** PASSAGE SHOWN **
In the present study, a new MoS₂/Co₃O₄ nanocomposite photocatalyst was synthesized by the simple hydrothermal process for the potential production of photocatalytic H₂. For the first time, we are reporting on the photocatalytic hydrogen production of MoS₂/Co₃O₄ nanocomposites with a visible light irradiation. All the above results are favorable to the tunable band structure of MoS₂, the create active sites, and build a valid transfer pathway for the charge carriers, then increase the entire photocatalytic efficiency. In addition, a possible S-scheme heterostructure can be created among MoS₂ and Co₃O₄ while the Schottky junction developed at the MoS₂/Co₃O₄ interface, which combined to improve the electrons and the holes’ separation efficiency. The S-scheme heterostructure is primarily constructed of a reduction in the photocatalyst, including a high Fermi level and a low work function, and an oxidation photocatalyst, including a small Fermi level and a high work function for a staggered style, which can mainly achieve the separation of charge carriers under an excellent redox performance. Thus, with the optimized amount of Co₃O₄ loading in the composite, the MoS₂/Co₃O₄ heterojunction displayed a great H₂ production rate of 3825 μmol h⁻¹g⁻¹, which was nearly 11.5- and 13.4-folds higher than that of the bulk MoS₂ and Co₃O₄ samples, respectively. This work proposed a unique path for the designed construction of MoS₂-based nanocomposites and further enhanced their photocatalytic hydrogen production and organic pollutants photocatalytic activity. The promoted surface reactive sites established through the large specific surface area had a better redox capability, suggesting a greater negative conduction performance, and a decreased recombination rate of the photoexcited charge carriers ultimately resulted in an enhanced photocatalytic activity.

** WRITTEN INSTRUCTION 1 **
In the passage on the MoS₂/Co₃O₄ photocatalyst, what does the final sentence give as the cause of the "enhanced photocatalytic activity"? Answer in one to three sentences.
** WRITTEN INSTRUCTION 2 **
Answer these questions from the passage on the MoS₂/Co₃O₄ photocatalyst.
(a) By what process was the nanocomposite synthesized?
(b) What H₂ production rate did the optimized MoS₂/Co₃O₄ heterojunction reach?
(c) About how many times higher was that rate than that of the bulk Co₃O₄ sample?

** EXTRACTED ENTRIES **
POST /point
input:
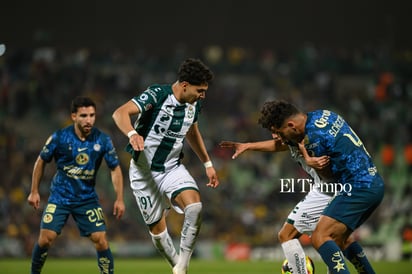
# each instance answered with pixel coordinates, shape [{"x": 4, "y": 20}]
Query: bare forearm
[
  {"x": 195, "y": 140},
  {"x": 37, "y": 174},
  {"x": 117, "y": 180}
]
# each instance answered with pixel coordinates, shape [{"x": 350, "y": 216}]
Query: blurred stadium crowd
[{"x": 370, "y": 87}]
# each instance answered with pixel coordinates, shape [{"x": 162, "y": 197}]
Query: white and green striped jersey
[{"x": 163, "y": 123}]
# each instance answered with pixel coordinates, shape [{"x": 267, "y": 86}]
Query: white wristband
[{"x": 131, "y": 133}]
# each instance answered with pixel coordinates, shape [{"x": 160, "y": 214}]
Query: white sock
[
  {"x": 164, "y": 244},
  {"x": 295, "y": 255},
  {"x": 190, "y": 231}
]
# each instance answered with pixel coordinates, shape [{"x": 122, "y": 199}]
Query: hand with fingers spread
[
  {"x": 239, "y": 147},
  {"x": 317, "y": 163}
]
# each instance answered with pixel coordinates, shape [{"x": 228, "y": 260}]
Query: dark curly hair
[
  {"x": 194, "y": 72},
  {"x": 274, "y": 113},
  {"x": 81, "y": 101}
]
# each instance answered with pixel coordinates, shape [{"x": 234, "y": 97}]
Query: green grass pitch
[{"x": 159, "y": 266}]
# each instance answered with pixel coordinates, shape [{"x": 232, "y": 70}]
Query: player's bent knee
[
  {"x": 195, "y": 208},
  {"x": 46, "y": 237},
  {"x": 99, "y": 240},
  {"x": 193, "y": 211}
]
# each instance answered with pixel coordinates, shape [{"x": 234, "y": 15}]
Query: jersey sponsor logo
[
  {"x": 47, "y": 218},
  {"x": 323, "y": 120},
  {"x": 49, "y": 140},
  {"x": 82, "y": 158},
  {"x": 99, "y": 224},
  {"x": 97, "y": 147},
  {"x": 51, "y": 208},
  {"x": 191, "y": 112},
  {"x": 143, "y": 97},
  {"x": 78, "y": 173}
]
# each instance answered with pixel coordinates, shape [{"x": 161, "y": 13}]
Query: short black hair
[
  {"x": 194, "y": 72},
  {"x": 81, "y": 101},
  {"x": 274, "y": 113}
]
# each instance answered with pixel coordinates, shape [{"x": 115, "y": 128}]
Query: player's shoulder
[
  {"x": 64, "y": 132},
  {"x": 321, "y": 118},
  {"x": 100, "y": 134},
  {"x": 153, "y": 94},
  {"x": 159, "y": 89}
]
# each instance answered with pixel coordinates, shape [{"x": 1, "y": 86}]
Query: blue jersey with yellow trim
[
  {"x": 77, "y": 164},
  {"x": 327, "y": 133}
]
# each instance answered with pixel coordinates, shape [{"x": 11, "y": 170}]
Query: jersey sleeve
[
  {"x": 111, "y": 157},
  {"x": 149, "y": 98},
  {"x": 47, "y": 152}
]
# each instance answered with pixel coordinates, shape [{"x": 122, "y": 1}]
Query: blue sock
[
  {"x": 38, "y": 257},
  {"x": 354, "y": 253},
  {"x": 333, "y": 257},
  {"x": 105, "y": 261}
]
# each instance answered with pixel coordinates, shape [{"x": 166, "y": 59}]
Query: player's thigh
[
  {"x": 89, "y": 218},
  {"x": 330, "y": 229},
  {"x": 180, "y": 188},
  {"x": 151, "y": 202},
  {"x": 54, "y": 218},
  {"x": 354, "y": 208},
  {"x": 288, "y": 232},
  {"x": 305, "y": 215}
]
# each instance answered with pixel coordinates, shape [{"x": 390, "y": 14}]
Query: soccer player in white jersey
[
  {"x": 167, "y": 115},
  {"x": 304, "y": 216}
]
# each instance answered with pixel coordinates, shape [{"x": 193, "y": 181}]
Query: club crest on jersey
[
  {"x": 47, "y": 218},
  {"x": 97, "y": 147},
  {"x": 82, "y": 158},
  {"x": 191, "y": 112}
]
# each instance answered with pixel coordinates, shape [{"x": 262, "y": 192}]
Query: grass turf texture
[{"x": 159, "y": 266}]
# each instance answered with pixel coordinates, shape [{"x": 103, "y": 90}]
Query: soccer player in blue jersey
[
  {"x": 78, "y": 151},
  {"x": 303, "y": 218},
  {"x": 324, "y": 132},
  {"x": 167, "y": 115}
]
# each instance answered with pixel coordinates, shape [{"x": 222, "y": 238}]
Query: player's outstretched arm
[
  {"x": 34, "y": 197},
  {"x": 117, "y": 180},
  {"x": 272, "y": 145},
  {"x": 122, "y": 118},
  {"x": 195, "y": 140}
]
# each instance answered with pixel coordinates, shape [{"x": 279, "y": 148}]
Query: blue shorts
[
  {"x": 352, "y": 209},
  {"x": 89, "y": 217}
]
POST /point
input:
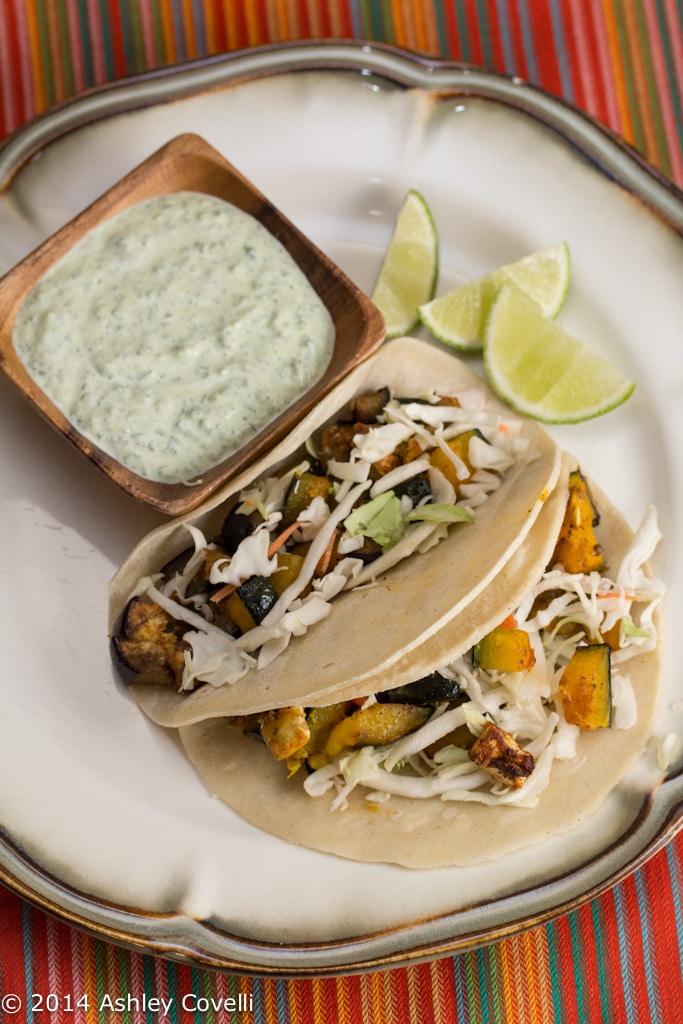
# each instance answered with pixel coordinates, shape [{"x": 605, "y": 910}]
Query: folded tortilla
[
  {"x": 371, "y": 629},
  {"x": 431, "y": 833}
]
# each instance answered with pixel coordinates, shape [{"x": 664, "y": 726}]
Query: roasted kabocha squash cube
[
  {"x": 505, "y": 650},
  {"x": 586, "y": 687},
  {"x": 578, "y": 549},
  {"x": 375, "y": 725}
]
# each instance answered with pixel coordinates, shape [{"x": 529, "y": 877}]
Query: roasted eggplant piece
[
  {"x": 285, "y": 731},
  {"x": 251, "y": 602},
  {"x": 147, "y": 645},
  {"x": 368, "y": 407},
  {"x": 301, "y": 492},
  {"x": 429, "y": 690},
  {"x": 502, "y": 757}
]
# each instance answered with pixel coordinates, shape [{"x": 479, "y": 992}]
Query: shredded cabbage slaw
[
  {"x": 216, "y": 657},
  {"x": 525, "y": 705}
]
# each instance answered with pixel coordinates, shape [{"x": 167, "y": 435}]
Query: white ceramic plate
[{"x": 103, "y": 820}]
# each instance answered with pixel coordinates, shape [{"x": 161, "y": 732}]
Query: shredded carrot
[
  {"x": 326, "y": 557},
  {"x": 283, "y": 538}
]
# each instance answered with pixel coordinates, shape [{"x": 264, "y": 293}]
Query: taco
[
  {"x": 518, "y": 737},
  {"x": 381, "y": 518}
]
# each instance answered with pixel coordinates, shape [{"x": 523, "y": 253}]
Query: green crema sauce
[{"x": 174, "y": 332}]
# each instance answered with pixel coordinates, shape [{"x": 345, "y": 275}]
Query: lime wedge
[
  {"x": 534, "y": 365},
  {"x": 458, "y": 318},
  {"x": 408, "y": 274}
]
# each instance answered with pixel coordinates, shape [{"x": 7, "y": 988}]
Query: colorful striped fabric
[
  {"x": 616, "y": 958},
  {"x": 621, "y": 60}
]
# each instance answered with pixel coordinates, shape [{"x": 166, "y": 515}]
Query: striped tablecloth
[{"x": 616, "y": 958}]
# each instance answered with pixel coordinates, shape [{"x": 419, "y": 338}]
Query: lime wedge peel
[
  {"x": 459, "y": 317},
  {"x": 410, "y": 268},
  {"x": 543, "y": 372}
]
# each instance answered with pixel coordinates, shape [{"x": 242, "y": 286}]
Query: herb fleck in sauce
[{"x": 172, "y": 333}]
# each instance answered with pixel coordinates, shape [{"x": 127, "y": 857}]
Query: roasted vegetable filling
[
  {"x": 488, "y": 726},
  {"x": 383, "y": 484}
]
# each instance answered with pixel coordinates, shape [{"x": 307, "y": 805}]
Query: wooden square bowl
[{"x": 189, "y": 164}]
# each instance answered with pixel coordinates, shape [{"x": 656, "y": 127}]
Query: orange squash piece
[
  {"x": 505, "y": 649},
  {"x": 578, "y": 549},
  {"x": 585, "y": 687}
]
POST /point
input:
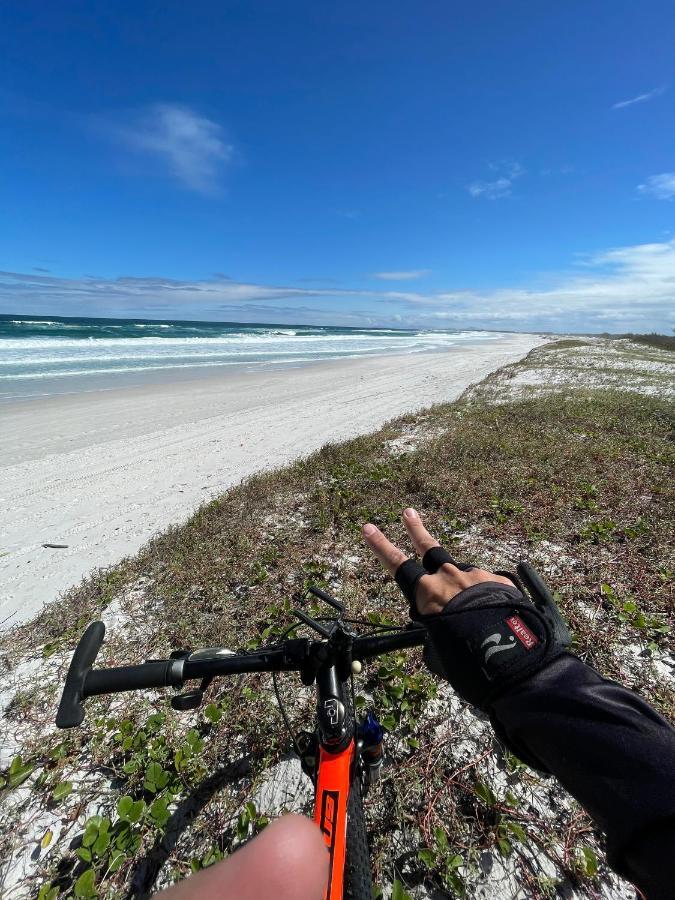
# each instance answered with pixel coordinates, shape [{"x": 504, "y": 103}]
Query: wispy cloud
[
  {"x": 407, "y": 275},
  {"x": 640, "y": 98},
  {"x": 499, "y": 187},
  {"x": 190, "y": 147},
  {"x": 660, "y": 186},
  {"x": 622, "y": 289}
]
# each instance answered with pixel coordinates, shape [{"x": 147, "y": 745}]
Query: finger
[
  {"x": 287, "y": 861},
  {"x": 388, "y": 554},
  {"x": 420, "y": 537}
]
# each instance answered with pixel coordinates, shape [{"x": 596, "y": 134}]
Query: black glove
[{"x": 490, "y": 636}]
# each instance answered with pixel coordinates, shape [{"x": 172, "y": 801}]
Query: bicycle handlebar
[{"x": 294, "y": 655}]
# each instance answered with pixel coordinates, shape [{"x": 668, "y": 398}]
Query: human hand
[
  {"x": 287, "y": 861},
  {"x": 432, "y": 591}
]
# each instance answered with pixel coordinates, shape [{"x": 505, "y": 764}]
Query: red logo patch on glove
[{"x": 522, "y": 632}]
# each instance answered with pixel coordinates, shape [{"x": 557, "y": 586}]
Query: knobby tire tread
[{"x": 358, "y": 881}]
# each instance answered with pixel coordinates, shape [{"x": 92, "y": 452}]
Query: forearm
[{"x": 609, "y": 749}]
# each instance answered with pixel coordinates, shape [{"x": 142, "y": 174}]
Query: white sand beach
[{"x": 102, "y": 472}]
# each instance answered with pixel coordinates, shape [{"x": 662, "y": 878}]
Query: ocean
[{"x": 41, "y": 356}]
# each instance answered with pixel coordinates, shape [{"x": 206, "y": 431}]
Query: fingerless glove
[{"x": 488, "y": 638}]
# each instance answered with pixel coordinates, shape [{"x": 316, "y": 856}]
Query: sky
[{"x": 436, "y": 165}]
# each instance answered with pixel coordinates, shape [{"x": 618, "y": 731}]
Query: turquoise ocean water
[{"x": 41, "y": 356}]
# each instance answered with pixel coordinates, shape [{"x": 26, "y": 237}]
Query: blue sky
[{"x": 440, "y": 164}]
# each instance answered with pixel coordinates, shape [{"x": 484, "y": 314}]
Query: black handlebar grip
[
  {"x": 543, "y": 600},
  {"x": 71, "y": 708}
]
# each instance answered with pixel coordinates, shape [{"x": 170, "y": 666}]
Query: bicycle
[{"x": 342, "y": 757}]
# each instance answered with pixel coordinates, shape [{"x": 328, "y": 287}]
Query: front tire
[{"x": 358, "y": 881}]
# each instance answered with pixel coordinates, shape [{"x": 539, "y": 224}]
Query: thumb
[{"x": 287, "y": 861}]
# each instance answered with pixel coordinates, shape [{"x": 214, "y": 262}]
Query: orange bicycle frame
[{"x": 330, "y": 812}]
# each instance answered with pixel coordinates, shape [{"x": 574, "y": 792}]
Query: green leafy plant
[{"x": 442, "y": 859}]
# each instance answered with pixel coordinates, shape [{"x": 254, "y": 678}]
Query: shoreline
[{"x": 103, "y": 472}]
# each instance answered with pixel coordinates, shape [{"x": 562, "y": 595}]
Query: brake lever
[{"x": 71, "y": 707}]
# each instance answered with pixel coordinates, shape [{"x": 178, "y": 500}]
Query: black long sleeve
[{"x": 612, "y": 752}]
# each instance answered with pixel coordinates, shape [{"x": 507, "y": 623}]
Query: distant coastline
[{"x": 48, "y": 355}]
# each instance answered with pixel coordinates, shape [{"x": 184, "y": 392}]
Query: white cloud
[
  {"x": 660, "y": 186},
  {"x": 500, "y": 187},
  {"x": 191, "y": 147},
  {"x": 641, "y": 98},
  {"x": 621, "y": 289},
  {"x": 408, "y": 275}
]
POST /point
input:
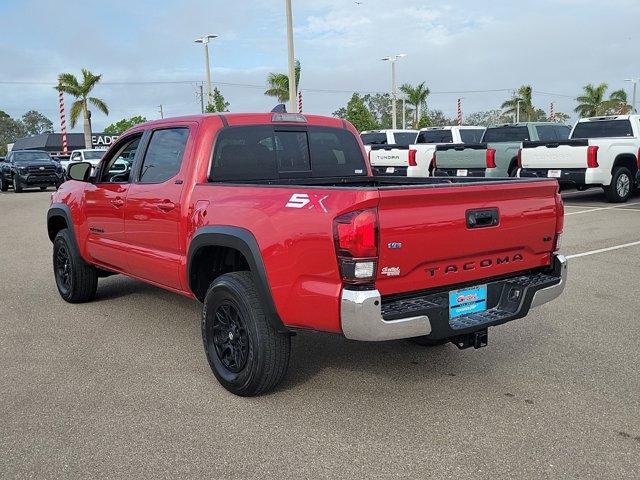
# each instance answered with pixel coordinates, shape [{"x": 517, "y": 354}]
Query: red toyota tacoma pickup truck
[{"x": 275, "y": 223}]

** EXERCISE OUTPUT 1 **
The enhanced activity is attributed to surface reactive sites created by the large specific surface area, which gave a better redox capability. It is also attributed to a decreased recombination rate of the photoexcited charge carriers.

** EXERCISE OUTPUT 2 **
(a) A simple hydrothermal process.
(b) 3825 μmol h⁻¹g⁻¹.
(c) Nearly 13.4 times higher.